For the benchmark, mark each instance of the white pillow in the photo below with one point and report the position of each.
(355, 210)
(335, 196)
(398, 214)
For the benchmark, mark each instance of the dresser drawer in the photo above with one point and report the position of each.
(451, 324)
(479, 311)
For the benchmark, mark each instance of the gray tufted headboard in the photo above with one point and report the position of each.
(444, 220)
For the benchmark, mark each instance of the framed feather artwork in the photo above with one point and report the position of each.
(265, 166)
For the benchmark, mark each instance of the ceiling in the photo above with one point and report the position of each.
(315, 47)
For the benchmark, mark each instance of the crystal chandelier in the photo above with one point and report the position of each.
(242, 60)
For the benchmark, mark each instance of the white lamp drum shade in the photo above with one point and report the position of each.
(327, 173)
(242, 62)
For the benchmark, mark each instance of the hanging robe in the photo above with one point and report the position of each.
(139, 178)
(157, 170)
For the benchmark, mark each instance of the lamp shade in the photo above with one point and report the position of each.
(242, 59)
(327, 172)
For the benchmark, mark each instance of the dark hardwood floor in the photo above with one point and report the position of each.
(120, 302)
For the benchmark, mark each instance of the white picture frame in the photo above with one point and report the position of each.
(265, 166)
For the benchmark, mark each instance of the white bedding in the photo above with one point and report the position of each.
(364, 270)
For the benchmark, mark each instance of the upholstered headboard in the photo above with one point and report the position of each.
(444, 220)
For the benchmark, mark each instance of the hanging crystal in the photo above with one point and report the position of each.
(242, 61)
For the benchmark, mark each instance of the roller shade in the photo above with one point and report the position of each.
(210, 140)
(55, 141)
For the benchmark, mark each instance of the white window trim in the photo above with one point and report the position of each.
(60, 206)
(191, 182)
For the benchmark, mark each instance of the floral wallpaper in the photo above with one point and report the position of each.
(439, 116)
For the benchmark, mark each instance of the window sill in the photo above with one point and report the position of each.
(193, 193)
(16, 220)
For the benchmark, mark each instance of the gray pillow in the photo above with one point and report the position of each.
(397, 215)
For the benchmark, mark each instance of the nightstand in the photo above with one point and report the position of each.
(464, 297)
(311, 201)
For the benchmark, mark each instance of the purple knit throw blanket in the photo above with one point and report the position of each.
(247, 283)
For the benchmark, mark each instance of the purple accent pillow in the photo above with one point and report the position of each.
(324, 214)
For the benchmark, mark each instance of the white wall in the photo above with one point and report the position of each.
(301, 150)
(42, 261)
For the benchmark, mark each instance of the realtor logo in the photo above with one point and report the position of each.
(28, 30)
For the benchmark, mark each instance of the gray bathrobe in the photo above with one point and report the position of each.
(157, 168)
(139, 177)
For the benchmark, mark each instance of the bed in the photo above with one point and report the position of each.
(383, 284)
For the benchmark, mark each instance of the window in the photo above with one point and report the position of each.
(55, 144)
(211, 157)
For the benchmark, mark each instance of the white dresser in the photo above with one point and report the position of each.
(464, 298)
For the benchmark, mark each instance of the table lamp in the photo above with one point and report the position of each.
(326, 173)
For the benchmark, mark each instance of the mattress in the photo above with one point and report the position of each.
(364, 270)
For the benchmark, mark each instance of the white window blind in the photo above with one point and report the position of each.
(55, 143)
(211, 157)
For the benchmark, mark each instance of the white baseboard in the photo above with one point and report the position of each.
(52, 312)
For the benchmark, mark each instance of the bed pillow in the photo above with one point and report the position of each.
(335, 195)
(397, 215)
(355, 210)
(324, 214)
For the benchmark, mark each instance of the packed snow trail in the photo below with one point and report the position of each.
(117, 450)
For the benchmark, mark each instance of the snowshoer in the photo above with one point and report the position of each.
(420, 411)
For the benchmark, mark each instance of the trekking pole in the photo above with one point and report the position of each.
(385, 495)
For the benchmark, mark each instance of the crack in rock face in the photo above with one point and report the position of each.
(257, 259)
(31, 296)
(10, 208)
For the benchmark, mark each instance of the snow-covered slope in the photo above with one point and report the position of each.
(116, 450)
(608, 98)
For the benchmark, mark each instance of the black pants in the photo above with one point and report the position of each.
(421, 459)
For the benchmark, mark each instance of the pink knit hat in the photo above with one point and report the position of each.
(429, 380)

+===+

#### [Your objective]
Revise every line above, putting "test set" in place of each "benchmark" and leaving the rest as it is.

#### [Response to this exercise]
For the test set, mark each instance of the white pillow in the photo below with one point and report the position of each.
(355, 210)
(335, 196)
(398, 214)
For the test set, mark each instance of the dresser drawer in the photo above with one point and report the position of each.
(451, 324)
(479, 311)
For the test set, mark each instance of the gray tufted headboard in the photo above with one point and report the position of each.
(444, 220)
For the test set, mark each instance of the framed feather artwork in the photo above with one point and report the position of each.
(265, 166)
For the test set, mark each instance of the ceiling in the photo above with one point and report the position of each.
(315, 47)
For the test set, mark each instance of the crystal chandelier in the photo above with one point and report the position of each.
(242, 60)
For the test set, mark each instance of the white lamp drum shade in the photo above with one point and report the position of each.
(327, 173)
(242, 62)
For the test set, mark each instance of the hanging robe in the photo above with one point and report the position of each.
(139, 178)
(157, 170)
For the test set, mark each instance of the lamp shade in the photo above with one point and report the position of each.
(242, 59)
(327, 172)
For the test set, mark each instance of the dark hardwood floor in the photo above with one point and report the position of each.
(120, 302)
For the test set, mark each instance of the white picture frame in the photo above with one point and report the position of each.
(265, 166)
For the test set, mark each instance of the white bedding in the photo above with one point and report the position of each.
(364, 270)
For the test set, mark each instance of the upholstered headboard in the photo above with one point and report the position of each.
(444, 220)
For the test set, mark each instance of the hanging crystal in the photo above with one point and report the position of each.
(242, 61)
For the test set, mark each instance of the roller shade in the photo above with one point and report the position of each.
(210, 140)
(55, 141)
For the test set, mark each instance of the white window trim in the photo above with one point and report the position of each.
(60, 206)
(191, 182)
For the test set, mark each instance of the floral wallpaper in the photo above with one point and report the position of each.
(439, 116)
For the test set, mark each instance of the window sill in the photo above with one point and report the position of each.
(193, 193)
(16, 220)
For the test set, mark each instance of the gray pillow in the photo above with one point and report the position of each.
(397, 215)
For the test set, mark each instance of the nightstand in the photo above with one point and report the position of each.
(464, 297)
(311, 201)
For the test set, mark each instance of the purple knit throw blanket in the photo above with one point and report the position of each.
(247, 283)
For the test set, mark each instance of the purple accent pillow in the photo above with one point and report the position of each.
(324, 214)
For the test set, mark each instance of the white wall in the photo above with one point and report the position of each.
(301, 150)
(42, 261)
For the test set, mark each instance of the realtor logo in the photo above with one point and report the position of each.
(28, 30)
For the test set, mark each instance of the gray bathrobe in the photo above with one point and report the position of each.
(157, 168)
(139, 177)
For the test set, mark each instance of the bed in the photo above with one point and report the position of each.
(383, 284)
For the test set, mark each instance of the window in the photo above with one point and report the position of each.
(55, 144)
(211, 157)
For the test set, mark each instance of the white dresser in the photo above with one point and report the position of each.
(464, 298)
For the test set, mark each instance of the table lamp in the photo above with one point and report the position of each.
(326, 173)
For the test set, mark each instance of the mattress in the photo above with one point and report the position of each.
(364, 270)
For the test set, mark each instance of the white window blind in the photo above with one point and report the position of each.
(55, 143)
(211, 157)
For the test set, mark each instance of the white baseboard in the photo above with one point and report the position of each.
(52, 312)
For the test set, mark each instance of the bed pillow in the photo above with one point and report the position of each.
(335, 195)
(397, 215)
(355, 210)
(324, 214)
For the test set, mark each instance of the packed snow trail in the photo below with one point and report the position of each.
(117, 450)
For the test set, mark each instance of the snowshoer in the photo above with one point and report the position of each.
(420, 411)
For the test set, mark each instance of the trekking pole in the photo above with one point and report the position of each.
(385, 495)
For the test set, mark each instance of the crack in rock face in the photo above with one point and report the position of each.
(257, 259)
(31, 296)
(10, 208)
For the test set, mark each instance of the snow-covered slope in the photo above with one point and report the position of each.
(116, 450)
(608, 98)
For the test set, mark each instance of the black pants in the photo above with one point and report the position of each.
(421, 459)
For the test set, mark each instance of the pink knit hat in the photo above with one point and report the position of each.
(429, 380)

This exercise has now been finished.